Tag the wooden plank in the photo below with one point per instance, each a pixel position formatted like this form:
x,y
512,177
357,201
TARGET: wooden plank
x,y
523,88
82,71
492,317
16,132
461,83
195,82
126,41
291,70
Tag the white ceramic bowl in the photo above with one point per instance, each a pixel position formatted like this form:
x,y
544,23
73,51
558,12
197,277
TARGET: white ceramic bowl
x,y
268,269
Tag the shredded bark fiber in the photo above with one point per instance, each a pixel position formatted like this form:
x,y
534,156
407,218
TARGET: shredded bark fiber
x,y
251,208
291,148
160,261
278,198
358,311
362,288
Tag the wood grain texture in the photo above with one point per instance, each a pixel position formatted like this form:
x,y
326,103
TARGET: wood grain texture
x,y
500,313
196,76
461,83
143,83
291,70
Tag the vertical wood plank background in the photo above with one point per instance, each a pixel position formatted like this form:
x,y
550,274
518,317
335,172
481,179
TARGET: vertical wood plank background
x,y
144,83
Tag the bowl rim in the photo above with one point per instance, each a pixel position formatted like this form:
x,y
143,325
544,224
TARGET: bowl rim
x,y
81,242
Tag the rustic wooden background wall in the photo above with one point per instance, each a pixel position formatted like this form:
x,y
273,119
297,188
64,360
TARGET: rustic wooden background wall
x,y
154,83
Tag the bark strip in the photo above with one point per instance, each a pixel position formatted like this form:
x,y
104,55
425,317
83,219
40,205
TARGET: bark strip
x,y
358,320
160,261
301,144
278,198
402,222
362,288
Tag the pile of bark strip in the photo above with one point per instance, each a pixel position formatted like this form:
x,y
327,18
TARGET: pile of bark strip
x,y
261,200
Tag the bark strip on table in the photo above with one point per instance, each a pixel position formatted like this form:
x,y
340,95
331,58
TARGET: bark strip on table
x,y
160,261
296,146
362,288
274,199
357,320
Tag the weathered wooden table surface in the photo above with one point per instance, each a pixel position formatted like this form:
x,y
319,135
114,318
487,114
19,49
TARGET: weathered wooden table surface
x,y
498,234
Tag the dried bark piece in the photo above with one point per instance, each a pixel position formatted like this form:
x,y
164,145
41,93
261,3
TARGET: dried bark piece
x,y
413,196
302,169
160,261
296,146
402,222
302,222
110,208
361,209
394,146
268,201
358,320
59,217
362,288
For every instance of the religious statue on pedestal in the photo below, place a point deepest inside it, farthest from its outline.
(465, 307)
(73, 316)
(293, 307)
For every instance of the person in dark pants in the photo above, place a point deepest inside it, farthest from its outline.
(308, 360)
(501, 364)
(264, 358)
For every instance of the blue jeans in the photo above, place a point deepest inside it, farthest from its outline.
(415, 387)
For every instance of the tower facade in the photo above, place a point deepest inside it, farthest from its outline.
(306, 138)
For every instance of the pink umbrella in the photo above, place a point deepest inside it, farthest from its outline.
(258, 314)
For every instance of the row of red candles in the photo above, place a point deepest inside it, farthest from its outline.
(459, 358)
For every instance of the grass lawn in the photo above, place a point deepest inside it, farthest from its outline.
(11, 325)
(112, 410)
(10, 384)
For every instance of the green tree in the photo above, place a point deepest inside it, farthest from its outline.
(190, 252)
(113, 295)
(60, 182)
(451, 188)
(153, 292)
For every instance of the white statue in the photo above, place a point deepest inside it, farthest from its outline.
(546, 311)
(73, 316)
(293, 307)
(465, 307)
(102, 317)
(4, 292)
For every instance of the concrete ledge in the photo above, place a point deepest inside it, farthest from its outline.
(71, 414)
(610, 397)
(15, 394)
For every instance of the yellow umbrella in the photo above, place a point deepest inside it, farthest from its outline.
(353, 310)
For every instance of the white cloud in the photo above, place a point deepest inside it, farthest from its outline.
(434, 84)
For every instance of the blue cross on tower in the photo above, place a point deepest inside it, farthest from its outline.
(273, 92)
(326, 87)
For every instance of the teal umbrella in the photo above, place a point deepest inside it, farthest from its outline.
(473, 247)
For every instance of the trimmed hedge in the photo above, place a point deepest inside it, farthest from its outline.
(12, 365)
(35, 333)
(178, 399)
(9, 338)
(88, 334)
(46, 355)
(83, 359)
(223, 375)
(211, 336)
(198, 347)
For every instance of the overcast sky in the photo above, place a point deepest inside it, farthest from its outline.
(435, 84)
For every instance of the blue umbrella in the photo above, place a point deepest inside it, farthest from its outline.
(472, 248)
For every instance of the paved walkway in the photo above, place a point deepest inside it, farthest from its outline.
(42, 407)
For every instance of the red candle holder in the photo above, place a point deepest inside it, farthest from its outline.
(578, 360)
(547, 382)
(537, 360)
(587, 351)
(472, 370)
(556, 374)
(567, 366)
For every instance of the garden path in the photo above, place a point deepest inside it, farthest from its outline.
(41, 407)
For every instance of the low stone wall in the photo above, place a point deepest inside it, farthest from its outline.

### Task statement
Format every line of the items above as a numbered list, leaving out any blank lines.

### Task result
1. Tag the wooden plank in the photo below with one point per instance, each a pixel position formatted like this form:
2. x,y
3. 512,177
4. 357,201
5. TARGET: wooden plank
6. x,y
7. 523,88
8. 82,71
9. 492,317
10. 16,132
11. 461,83
12. 195,82
13. 126,41
14. 291,70
15. Tag the white ceramic bowl in the photo above with one point per instance, each a pixel position formatted like this form:
16. x,y
17. 544,23
18. 73,51
19. 558,12
20. 197,277
21. TARGET: white ceramic bowl
22. x,y
23. 268,269
24. Tag the shredded bark fiber in the photo above with one point per instance, each a pixel position formatted like this form:
25. x,y
26. 534,156
27. 407,218
28. TARGET: shredded bark fiber
29. x,y
30. 251,208
31. 291,148
32. 160,261
33. 278,198
34. 358,311
35. 362,288
36. Tag the wood grain texture in the photo above with one point per instance, each a pixel position formatted like this form:
37. x,y
38. 326,103
39. TARGET: wood grain texture
40. x,y
41. 500,313
42. 196,76
43. 461,83
44. 143,83
45. 291,70
46. Tag the vertical wood plank background in the photo above with one point per instance, each a pixel position formatted like this form:
47. x,y
48. 550,274
49. 518,317
50. 335,172
51. 481,179
52. TARGET: vertical wood plank background
53. x,y
54. 144,83
55. Tag the bowl rim in the photo above with one point per instance, each a pixel position formatted like this form:
56. x,y
57. 143,325
58. 544,224
59. TARGET: bowl rim
60. x,y
61. 81,242
62. Tag the rustic wooden background wall in the photo above with one point per instance, each a pixel position formatted like this form:
63. x,y
64. 273,119
65. 297,188
66. 64,360
67. TARGET: rustic wooden background wall
68. x,y
69. 154,83
70. Tag the bark strip in the photo above with one point per instance, each a pixel position formatted like this form:
71. x,y
72. 104,55
73. 425,317
74. 83,219
75. 40,205
76. TARGET: bark strip
77. x,y
78. 358,320
79. 160,261
80. 301,144
81. 278,198
82. 402,222
83. 362,288
84. Tag the pile of bark strip in the photo above with one point per instance, each a pixel position formatted like this form:
85. x,y
86. 327,18
87. TARGET: pile of bark strip
88. x,y
89. 261,200
90. Tag the bark strip on table in the photo above with one point per instance, each a pixel position formatted like this form:
91. x,y
92. 340,95
93. 331,58
94. TARGET: bark strip on table
95. x,y
96. 160,261
97. 296,146
98. 362,288
99. 274,199
100. 357,320
101. Tag the weathered wooden table surface in the photo above with one point per instance, each a pixel position formatted like this form:
102. x,y
103. 319,135
104. 114,318
105. 487,114
106. 19,49
107. TARGET: weathered wooden table surface
108. x,y
109. 498,234
110. Tag the dried bark piece in the photo above with one point per instance, each a pixel position formatted like this form:
111. x,y
112. 164,145
113. 41,93
114. 261,3
115. TARGET: dried bark piece
116. x,y
117. 413,196
118. 302,169
119. 160,261
120. 296,146
121. 402,222
122. 302,222
123. 110,208
124. 361,209
125. 394,146
126. 268,201
127. 358,320
128. 59,217
129. 362,288
130. For every instance of the religious statue on pedestal in the photo below, place a point deepest inside it, farthest from its outline.
131. (465, 307)
132. (73, 316)
133. (293, 307)
134. For every instance of the person in dark pants in the photo above, place a point deepest inside it, farthest from its outline.
135. (308, 360)
136. (501, 364)
137. (264, 358)
138. For every instance of the blue jeans in the photo above, place a point deepest inside it, farthest from its outline.
139. (415, 387)
140. For every instance of the tower facade in the photo above, place a point deepest inside it, farthest from its outline.
141. (306, 138)
142. For every instance of the pink umbrella in the photo above, place a point deepest inside it, farthest from its outline.
143. (258, 314)
144. For every instance of the row of red candles in the photo above, place a point deepest inside it, farthest from its outline.
145. (459, 358)
146. For every instance of the grass lawn in the photo above, place a point deepest inside it, farthest from its outline.
147. (11, 325)
148. (112, 410)
149. (10, 384)
150. For every instance of the green tree in the photo above, place a point deepest inside it, farthest from its outline.
151. (190, 252)
152. (113, 295)
153. (60, 182)
154. (451, 188)
155. (153, 292)
156. For every instance of the white statue in the photo above, place a point deepest inside it, farthest from its outline.
157. (546, 311)
158. (73, 316)
159. (293, 307)
160. (465, 307)
161. (102, 317)
162. (4, 292)
163. For every instance of the concrete ledge in the photo above, place a point deepest inside it, farthest from its outline.
164. (71, 414)
165. (610, 397)
166. (15, 394)
167. For every instance of the yellow umbrella in the photo above, place a point deepest inside it, farthest from its outline.
168. (353, 310)
169. For every instance of the white cloud in the photo above, place a point deepest inside it, farthest from its outline.
170. (434, 84)
171. For every instance of the blue cross on tower in the photo above, place a point deepest inside it, farthest from its outline.
172. (273, 92)
173. (326, 87)
174. For every instance of the teal umbrella in the photo above, place a point deepest inside it, farthest from its outline.
175. (473, 247)
176. For every instance of the trimmed hedge in the photo above, place a point deepest inside it, farthest from its outline.
177. (12, 365)
178. (35, 333)
179. (178, 399)
180. (9, 338)
181. (88, 334)
182. (46, 355)
183. (83, 359)
184. (223, 375)
185. (211, 336)
186. (198, 347)
187. For every instance of the overcast sky in the photo above, place a point deepest inside it, farthest from its outline.
188. (435, 84)
189. For every instance of the blue umbrella in the photo above, place a point deepest inside it, farthest from its outline.
190. (472, 248)
191. For every instance of the paved walkway in the photo above, place a point deepest inside it, farthest from its outline.
192. (42, 407)
193. For every instance of the red candle holder in the photo above, place a point deepest inside it, farthest from its outline.
194. (578, 360)
195. (547, 382)
196. (537, 360)
197. (587, 351)
198. (472, 370)
199. (556, 374)
200. (567, 366)
201. For every instance of the garden path in the photo above, place a point deepest inside it, farthest from its outline.
202. (41, 407)
203. For every instance of the low stone wall in the photo above, place a point deepest inside it, farthest from its outline.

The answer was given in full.